**CONJUNTO DE TAREAS:**
1. Responde estas preguntas sobre el texto de «Titanic» en 3D:
(a) ¿En qué biblioteca se encontró en 1995 un ejemplar de "El Hundimiento del Titanic"?
(b) ¿Qué noche de 1912 hace vivir intensamente el poema?
(c) ¿En qué evento se vio la instalación fotográfica con sobrevivientes del Titanic, y en qué año se celebró?
2. Por favor, prolonga el texto sobre «Titanic» en 3D a partir de su última oración.

Titanic en 3D

«A favor de la versión en 3D hay que decir que los primeros treinta minutos están muy bien. Esas inmersiones a lo profundo del mar para rescatar una esquiva joya, ese submundo acuático aletargado y silencioso».

Por Manuel Rosas Quispe | 4 octubre, 2024
Titanic

Lo confieso: “Titanic” (James Cameron, 1997) es una de mis debilidades. Mi romance con la película empieza en 1995, cuando encontré en la biblioteca del Instituto Goethe un ejemplar de “El Hundimiento del Titanic” de Hans Magnus Enzensberger. Las gloriosas páginas del poema nos hacen vivir intensamente la noche del 14 de abril de 1912 y resulta imposible no sentirse parte de la tripulación y conmoverse ante la tragedia. Obsesivo como soy, me enfrasqué en el tema y anduve meses investigando los más mínimos detalles de lo acaecido aquella noche. No era fácil, recuérdese que en aquellos años Internet aún estaba en pañales y en materia de investigación rigurosa era muy poco lo que ofrecía. En la Bienal Iberoamericana de Lima, celebrada en 1997, pude ver una instalación fotográfica que presentaba a sobrevivientes del Titanic. Esas fotografías pequeñitas en blanco y negro me emocionaron sobremanera, al punto que, unos meses después, cuando con mucha pompa, se anunció el estreno de la película de Cameron, lo sentí como un apéndice a lo que estaba viviendo aquellos meses. Fue como si mi atareada búsqueda se viera, de pronto, de alguna manera, premiada.

**EXTRACTO DEL LISTADO:**
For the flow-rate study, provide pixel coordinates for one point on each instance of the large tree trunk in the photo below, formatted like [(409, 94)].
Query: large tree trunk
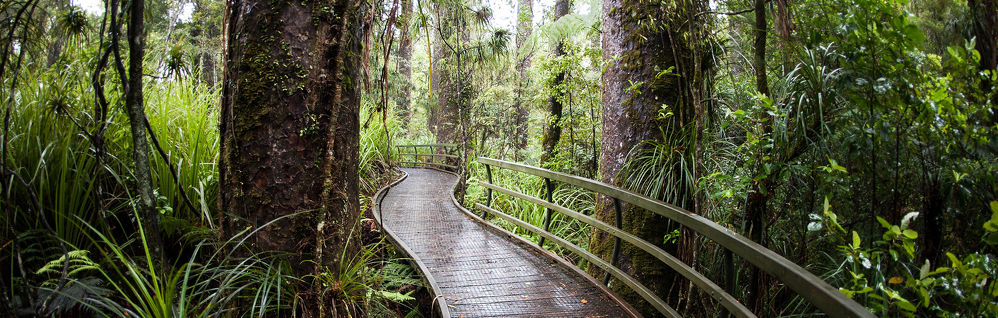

**RESULTADOS POR TAREA:**
1.
(a) En la biblioteca del Instituto Goethe.
(b) La noche del 14 de abril de 1912.
(c) En la Bienal Iberoamericana de Lima, celebrada en 1997.

2.
Ahora, cuando vuelvo la vista atrás, a aquel verano de 1998, me resulta divertido pensar cómo pudimos sobrevivir a la despiadada tortura de Céline Dion las veinticuatro horas del día, con una canción que, recién ahora, he llegado a valorar. Una chica me decía aquel verano que “Titanic” era “la mejor historia de amor jamás contada”. Yo me reía y asumía de antemano que jamás vería semejante bodrio. Y no la vi. Mi orgullo me hizo aguantar un año o dos… los suficientes para que la comidilla popular empezara a hablar de otra cosa y se olvide de la película.

El año pasado, con motivo del vigesimoquinto aniversario de su estreno en el Perú, y para tener la cita perfecta en San Valentín, se lanzó la edición en 3D, con nueva mezcla de sonido y con la experiencia de “butacas vivas”. Por supuesto, fui con toda la familia y, aunque no pudimos alcanzar boletos para “butacas vivas”, vimos la película en 3D. En este formato ya se había proyectado en 2012, en Estados Unidos, para conmemorar los cien años de la tragedia. Entonces se levantaron algunas voces críticas que se preguntaron si valía la pena ver en 3D lo que no estaba concebido para dicho formato. Aún con esas discrepancias, considerando que James Cameron es un campeón del 3D, era necesario comprobarlo.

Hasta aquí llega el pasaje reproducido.